Thursday, January 31, 2008

Radio Rage

Every couple of years, a popular song comes along and strikes every irrational nerve in my body. In some cases, the song is actually objectionable — take Guy's "Piece of My Love" or anything ever written by Richard Marx. However, I've been thrown into blind rage by tunes as innocuous as John Mayer's "Daughters." And I like John Mayer, but that song makes me want to fight someone. Yes, I know. They make pills for that.

The latest culprit is Hinder's "Lips of an Angel," a song that normally wouldn't be on my radar screen since I rarely listen to the radio. But my iPod was out of juice the other day, and I commute with children who don't like NPR. I thought it was going to be your standard, growly rock ballad (Daughtry? Nickelback?) , but as always, I made the mistake of listening the lyrics.

Few things are worse than "sensitive" songs that make the singer seem like an asshole. In this case, the singer gets a late-night call from an ex-girlfriend who is upset and probably drunk dialing. OK, fine. It happens. Except that his current girlfriend is there. And instead of telling the psycho ex to call back at a decent hour or send an e-mail, he declares:

Well, my girl's in the next room
Sometimes I wish she was you
I guess we never really moved on
It's really good to hear your voice saying my name
It sounds so sweet
Coming from the lips of an angel
Hearing those words it makes me weak

It's always an ego boost to hear from an old lover, but he's essentially admitting that his heart's not really in the relationship he's currently conducting. Worse, the duplicitous bastard is still carrying a torch for some chick who is making it "hard to be faithful" with her wee hour come-ons.

Bored by long-term monogamy? Welcome to adulthood, bro. But if you're cooing with ex-girlfriends while the woman who is probably equally bored by your ass keeps the bed warm, maybe you should re-evaluate this fidelity thing. You're not doing her any favors by sticking around, so go have a tearful reunion with your hooked-on-drama ex, who is doubtlessly your soul mate. Good luck with that.

And in the future, I'll stick to NPR and less infuriating topics, like the war in Iraq or our broken health-care system.

Tuesday, January 22, 2008

No Children Required

My best friend and I live polar opposite lifestyles. I’m a married, suburban mom in a mid-sized town. She’s a single woman with no kids in a big city. I always bring her up when someone (usually a parent) claims that, once you settle down and start breeding, you inevitably drift away from your single, childless friends. Really?

> **PROBLEMS TO WORK ON**:
(1) For each statement about the blog post, answer yes or no, and quote the words that decide it: (a) The writer's iPod battery had run down. (b) The writer listens to the radio often. (c) The children the writer commutes with enjoy NPR.
(2) According to the blog post, which song is "the latest culprit"?
(3) Quote the blog post, starting with "Bored by long-term" and going on through "luck with that.".
The material after this point comes from a separate source.

> **DATA LINES**:
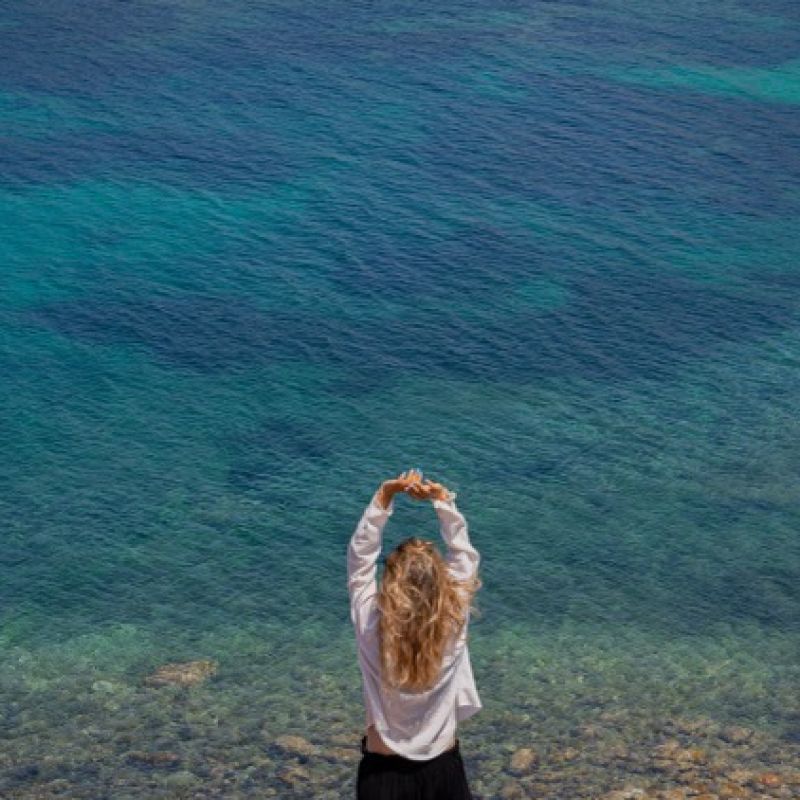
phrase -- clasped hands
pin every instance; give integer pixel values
(411, 483)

> **SOLUTIONS FOR EACH TASK**:
(1)
(a) Yes: "my iPod was out of juice the other day"
(b) No: "since I rarely listen to the radio"
(c) No: "I commute with children who don't like NPR"

(2) Hinder's "Lips of an Angel."

(3)
Bored by long-term monogamy? Welcome to adulthood, bro. But if you're cooing with ex-girlfriends while the woman who is probably equally bored by your ass keeps the bed warm, maybe you should re-evaluate this fidelity thing. You're not doing her any favors by sticking around, so go have a tearful reunion with your hooked-on-drama ex, who is doubtlessly your soul mate. Good luck with that.